EXERCISE AIM
Copy each line of the material below that includes the string "vertical".

──────── MATERIAL SUPPLIED

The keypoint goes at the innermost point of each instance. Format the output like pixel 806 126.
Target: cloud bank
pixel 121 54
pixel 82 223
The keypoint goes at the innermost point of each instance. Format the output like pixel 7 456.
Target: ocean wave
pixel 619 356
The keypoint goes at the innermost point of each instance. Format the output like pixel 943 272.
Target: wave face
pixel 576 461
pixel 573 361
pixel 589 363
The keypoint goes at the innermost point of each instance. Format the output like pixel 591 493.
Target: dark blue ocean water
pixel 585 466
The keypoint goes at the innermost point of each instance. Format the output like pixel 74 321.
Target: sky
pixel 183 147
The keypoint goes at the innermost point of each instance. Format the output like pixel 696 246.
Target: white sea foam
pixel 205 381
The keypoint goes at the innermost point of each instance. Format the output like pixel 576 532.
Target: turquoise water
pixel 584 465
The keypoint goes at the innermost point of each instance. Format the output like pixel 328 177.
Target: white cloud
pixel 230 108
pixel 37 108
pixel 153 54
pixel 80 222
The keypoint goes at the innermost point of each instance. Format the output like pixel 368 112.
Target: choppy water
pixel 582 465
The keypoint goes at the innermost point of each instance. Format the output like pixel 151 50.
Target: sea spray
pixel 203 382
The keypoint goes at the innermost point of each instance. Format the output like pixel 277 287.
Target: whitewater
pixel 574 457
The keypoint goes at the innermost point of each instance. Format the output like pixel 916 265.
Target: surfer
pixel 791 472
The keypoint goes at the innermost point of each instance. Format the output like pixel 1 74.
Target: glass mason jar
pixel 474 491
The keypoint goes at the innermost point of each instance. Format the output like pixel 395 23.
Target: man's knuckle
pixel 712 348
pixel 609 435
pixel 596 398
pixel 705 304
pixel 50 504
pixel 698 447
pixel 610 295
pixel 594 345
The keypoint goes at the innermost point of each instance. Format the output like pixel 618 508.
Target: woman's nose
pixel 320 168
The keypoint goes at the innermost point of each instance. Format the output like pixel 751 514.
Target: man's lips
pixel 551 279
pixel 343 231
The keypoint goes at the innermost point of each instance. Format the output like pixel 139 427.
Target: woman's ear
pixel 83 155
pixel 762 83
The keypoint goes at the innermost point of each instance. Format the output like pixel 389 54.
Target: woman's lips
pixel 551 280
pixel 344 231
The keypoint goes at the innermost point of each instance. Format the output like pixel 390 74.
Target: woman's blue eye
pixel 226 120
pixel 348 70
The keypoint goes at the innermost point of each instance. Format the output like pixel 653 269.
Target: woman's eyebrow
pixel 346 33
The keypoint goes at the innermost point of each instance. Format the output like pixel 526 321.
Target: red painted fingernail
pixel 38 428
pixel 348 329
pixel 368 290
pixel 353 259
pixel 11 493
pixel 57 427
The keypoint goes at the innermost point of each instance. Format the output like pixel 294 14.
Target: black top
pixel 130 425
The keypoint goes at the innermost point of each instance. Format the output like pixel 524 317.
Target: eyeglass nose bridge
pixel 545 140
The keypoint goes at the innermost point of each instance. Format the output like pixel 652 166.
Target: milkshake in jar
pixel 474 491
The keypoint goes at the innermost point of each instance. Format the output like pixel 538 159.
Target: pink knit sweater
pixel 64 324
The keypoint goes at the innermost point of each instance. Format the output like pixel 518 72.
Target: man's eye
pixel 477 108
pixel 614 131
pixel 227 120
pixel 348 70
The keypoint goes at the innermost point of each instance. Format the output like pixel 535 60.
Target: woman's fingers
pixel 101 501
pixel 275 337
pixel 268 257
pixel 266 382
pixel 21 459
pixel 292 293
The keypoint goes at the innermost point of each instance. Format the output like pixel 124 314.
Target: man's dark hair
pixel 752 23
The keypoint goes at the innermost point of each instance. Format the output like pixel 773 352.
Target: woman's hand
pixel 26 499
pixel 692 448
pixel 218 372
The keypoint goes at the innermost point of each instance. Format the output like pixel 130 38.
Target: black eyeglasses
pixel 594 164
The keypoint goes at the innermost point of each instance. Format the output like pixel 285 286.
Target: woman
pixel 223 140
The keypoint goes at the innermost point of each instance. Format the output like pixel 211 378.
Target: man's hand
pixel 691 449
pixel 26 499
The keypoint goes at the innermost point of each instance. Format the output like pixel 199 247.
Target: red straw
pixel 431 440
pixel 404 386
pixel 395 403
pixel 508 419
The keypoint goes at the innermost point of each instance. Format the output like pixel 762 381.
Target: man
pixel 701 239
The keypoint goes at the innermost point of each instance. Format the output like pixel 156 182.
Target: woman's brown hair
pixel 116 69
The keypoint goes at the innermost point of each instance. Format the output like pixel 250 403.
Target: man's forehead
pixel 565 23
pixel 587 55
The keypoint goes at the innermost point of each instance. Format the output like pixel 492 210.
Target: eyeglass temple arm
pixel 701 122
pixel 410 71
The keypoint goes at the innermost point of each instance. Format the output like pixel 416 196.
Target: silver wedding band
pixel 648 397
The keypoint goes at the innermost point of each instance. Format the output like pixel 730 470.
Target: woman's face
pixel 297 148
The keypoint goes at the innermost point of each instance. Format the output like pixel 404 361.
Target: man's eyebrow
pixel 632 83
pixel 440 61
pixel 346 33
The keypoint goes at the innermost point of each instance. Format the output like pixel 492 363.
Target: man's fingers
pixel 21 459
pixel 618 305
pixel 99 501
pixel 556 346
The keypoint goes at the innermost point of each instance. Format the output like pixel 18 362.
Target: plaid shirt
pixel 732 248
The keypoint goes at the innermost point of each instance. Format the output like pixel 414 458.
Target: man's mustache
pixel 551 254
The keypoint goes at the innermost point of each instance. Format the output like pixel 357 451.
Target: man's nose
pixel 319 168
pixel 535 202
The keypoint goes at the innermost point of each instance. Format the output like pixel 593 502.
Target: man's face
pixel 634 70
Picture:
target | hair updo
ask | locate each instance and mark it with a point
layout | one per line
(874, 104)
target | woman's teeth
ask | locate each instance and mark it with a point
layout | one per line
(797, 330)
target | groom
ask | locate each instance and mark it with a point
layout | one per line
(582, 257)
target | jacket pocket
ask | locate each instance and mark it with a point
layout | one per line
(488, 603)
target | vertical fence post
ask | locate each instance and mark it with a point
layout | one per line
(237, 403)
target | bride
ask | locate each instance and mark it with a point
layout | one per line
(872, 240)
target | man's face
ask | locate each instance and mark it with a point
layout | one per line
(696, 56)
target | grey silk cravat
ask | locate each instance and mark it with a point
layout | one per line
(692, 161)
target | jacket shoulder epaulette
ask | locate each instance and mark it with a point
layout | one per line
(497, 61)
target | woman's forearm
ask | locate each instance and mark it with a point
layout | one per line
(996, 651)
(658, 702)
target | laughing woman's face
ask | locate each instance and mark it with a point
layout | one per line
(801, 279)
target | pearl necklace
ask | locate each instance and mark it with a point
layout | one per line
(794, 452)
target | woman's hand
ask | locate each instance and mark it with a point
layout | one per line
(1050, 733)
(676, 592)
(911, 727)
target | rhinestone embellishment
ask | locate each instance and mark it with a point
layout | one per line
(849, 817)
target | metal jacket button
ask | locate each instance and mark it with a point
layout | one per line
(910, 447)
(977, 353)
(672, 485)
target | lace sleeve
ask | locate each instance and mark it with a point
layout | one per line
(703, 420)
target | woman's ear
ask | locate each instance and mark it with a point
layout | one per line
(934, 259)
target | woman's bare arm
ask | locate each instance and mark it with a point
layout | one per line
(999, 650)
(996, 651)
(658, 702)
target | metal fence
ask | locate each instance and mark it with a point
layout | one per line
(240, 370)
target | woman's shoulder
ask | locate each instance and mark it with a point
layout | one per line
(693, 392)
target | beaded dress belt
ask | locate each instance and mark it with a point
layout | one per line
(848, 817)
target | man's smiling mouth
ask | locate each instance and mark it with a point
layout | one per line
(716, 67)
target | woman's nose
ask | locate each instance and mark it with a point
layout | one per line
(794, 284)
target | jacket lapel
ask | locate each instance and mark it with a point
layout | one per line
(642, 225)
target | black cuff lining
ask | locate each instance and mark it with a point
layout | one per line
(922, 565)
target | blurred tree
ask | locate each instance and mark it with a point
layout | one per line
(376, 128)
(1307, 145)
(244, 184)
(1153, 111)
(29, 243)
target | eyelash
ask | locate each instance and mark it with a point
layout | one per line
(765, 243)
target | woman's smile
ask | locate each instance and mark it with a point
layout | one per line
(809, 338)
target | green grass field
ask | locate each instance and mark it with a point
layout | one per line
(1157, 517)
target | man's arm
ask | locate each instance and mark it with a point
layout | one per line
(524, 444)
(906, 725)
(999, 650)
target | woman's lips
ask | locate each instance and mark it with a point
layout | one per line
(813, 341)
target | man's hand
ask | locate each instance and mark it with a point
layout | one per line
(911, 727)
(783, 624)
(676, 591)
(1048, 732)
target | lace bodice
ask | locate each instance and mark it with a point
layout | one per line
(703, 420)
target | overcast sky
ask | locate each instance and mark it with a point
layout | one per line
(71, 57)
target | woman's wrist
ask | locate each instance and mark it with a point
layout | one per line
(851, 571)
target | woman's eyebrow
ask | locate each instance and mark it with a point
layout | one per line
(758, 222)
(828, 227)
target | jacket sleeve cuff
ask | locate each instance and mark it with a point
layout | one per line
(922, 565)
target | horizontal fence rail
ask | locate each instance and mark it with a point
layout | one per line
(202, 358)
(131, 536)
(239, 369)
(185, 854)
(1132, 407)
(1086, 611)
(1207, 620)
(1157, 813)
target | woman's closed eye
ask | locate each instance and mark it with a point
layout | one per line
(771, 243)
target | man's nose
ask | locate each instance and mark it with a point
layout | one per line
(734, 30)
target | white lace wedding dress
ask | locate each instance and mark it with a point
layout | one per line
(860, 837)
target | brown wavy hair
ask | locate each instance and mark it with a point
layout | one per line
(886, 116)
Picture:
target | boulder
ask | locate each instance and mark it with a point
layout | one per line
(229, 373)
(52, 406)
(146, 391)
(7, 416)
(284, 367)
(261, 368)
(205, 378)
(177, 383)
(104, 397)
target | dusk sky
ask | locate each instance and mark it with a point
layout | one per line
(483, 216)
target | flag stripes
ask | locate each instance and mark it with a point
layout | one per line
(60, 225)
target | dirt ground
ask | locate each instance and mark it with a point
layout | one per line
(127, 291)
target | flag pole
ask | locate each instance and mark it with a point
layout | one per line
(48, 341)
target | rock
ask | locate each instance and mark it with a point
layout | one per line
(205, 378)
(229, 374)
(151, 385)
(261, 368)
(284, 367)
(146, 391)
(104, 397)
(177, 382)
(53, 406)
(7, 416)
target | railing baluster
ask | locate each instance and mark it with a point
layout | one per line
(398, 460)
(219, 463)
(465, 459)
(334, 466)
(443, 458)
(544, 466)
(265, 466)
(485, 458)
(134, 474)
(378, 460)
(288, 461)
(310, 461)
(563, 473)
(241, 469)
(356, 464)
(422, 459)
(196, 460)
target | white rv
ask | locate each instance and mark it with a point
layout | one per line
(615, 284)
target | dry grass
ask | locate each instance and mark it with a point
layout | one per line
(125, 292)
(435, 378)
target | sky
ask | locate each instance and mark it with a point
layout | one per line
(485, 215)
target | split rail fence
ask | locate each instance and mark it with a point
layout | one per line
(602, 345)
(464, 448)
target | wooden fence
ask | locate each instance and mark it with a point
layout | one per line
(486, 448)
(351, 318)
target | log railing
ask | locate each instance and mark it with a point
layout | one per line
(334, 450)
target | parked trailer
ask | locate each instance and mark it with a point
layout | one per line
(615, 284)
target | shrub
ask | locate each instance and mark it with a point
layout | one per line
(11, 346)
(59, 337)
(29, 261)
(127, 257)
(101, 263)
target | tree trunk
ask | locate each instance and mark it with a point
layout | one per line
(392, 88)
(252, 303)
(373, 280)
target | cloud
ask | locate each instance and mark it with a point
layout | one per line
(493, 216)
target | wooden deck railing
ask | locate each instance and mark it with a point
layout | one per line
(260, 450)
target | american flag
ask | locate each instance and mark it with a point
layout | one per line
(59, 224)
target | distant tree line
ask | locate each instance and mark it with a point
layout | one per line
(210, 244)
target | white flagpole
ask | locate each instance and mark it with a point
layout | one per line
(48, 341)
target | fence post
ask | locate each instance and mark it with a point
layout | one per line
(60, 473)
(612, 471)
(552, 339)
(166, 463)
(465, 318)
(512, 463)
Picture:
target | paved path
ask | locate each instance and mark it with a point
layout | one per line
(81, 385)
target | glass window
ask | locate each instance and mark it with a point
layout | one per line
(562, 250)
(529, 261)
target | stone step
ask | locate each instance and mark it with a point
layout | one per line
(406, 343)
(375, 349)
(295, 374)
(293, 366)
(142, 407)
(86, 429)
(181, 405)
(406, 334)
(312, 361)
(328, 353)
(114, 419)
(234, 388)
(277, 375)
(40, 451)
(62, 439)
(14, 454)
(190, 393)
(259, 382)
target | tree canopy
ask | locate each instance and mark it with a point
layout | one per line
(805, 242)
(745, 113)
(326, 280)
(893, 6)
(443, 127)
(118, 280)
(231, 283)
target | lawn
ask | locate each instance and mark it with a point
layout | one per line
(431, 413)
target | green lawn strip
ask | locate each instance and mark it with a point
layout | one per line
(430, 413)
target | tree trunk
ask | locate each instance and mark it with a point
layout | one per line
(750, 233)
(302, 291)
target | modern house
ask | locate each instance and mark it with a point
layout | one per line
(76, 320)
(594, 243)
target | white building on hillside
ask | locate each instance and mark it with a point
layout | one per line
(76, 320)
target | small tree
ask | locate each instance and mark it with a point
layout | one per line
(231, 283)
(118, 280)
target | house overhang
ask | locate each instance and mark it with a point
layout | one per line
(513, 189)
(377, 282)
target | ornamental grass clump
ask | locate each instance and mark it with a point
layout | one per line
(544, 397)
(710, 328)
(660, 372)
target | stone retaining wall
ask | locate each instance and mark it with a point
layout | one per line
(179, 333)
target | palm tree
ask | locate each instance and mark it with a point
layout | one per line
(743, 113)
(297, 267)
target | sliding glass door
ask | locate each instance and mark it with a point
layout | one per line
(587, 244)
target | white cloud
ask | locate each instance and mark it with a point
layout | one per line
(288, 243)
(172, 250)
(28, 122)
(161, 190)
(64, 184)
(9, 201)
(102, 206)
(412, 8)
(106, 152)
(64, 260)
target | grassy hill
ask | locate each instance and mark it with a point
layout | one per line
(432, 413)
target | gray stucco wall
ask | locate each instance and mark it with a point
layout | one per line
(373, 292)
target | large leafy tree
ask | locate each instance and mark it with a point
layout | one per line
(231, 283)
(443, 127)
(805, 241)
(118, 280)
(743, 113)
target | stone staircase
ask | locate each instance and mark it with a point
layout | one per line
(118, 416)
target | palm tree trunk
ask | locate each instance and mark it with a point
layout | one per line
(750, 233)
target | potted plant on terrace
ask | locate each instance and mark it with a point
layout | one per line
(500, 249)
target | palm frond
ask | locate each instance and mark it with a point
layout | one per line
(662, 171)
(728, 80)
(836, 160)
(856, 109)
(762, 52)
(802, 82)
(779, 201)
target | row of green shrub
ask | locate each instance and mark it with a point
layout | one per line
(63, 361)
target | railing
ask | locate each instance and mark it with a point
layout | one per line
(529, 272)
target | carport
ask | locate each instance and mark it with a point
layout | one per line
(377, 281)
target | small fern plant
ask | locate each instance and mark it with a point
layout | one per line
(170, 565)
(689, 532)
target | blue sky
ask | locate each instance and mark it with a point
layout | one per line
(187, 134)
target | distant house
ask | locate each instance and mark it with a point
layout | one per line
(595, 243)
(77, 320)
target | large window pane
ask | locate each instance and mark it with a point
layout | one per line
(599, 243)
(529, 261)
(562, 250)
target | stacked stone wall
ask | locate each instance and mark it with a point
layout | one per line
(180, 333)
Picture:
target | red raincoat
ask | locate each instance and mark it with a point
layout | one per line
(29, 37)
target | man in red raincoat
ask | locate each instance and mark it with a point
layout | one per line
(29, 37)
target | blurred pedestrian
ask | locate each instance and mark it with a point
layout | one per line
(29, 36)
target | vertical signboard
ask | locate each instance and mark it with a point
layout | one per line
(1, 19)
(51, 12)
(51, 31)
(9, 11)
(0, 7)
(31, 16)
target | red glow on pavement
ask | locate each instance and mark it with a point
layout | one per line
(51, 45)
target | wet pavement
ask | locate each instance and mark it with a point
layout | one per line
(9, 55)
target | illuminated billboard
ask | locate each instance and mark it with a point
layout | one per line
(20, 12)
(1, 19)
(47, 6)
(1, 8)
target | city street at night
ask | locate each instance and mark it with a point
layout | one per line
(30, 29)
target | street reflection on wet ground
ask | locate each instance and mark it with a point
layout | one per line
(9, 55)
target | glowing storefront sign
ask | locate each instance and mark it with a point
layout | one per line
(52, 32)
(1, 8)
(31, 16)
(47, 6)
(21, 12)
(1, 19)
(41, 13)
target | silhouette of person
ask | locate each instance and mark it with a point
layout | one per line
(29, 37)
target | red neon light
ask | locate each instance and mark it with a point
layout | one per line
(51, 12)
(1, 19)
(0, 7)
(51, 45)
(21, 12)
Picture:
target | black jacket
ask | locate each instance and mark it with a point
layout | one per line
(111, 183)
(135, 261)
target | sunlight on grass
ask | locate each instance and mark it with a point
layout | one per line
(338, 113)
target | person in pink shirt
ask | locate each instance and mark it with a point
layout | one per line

────────────────

EXPECTED ANSWER
target | vertical fence post
target | vertical signboard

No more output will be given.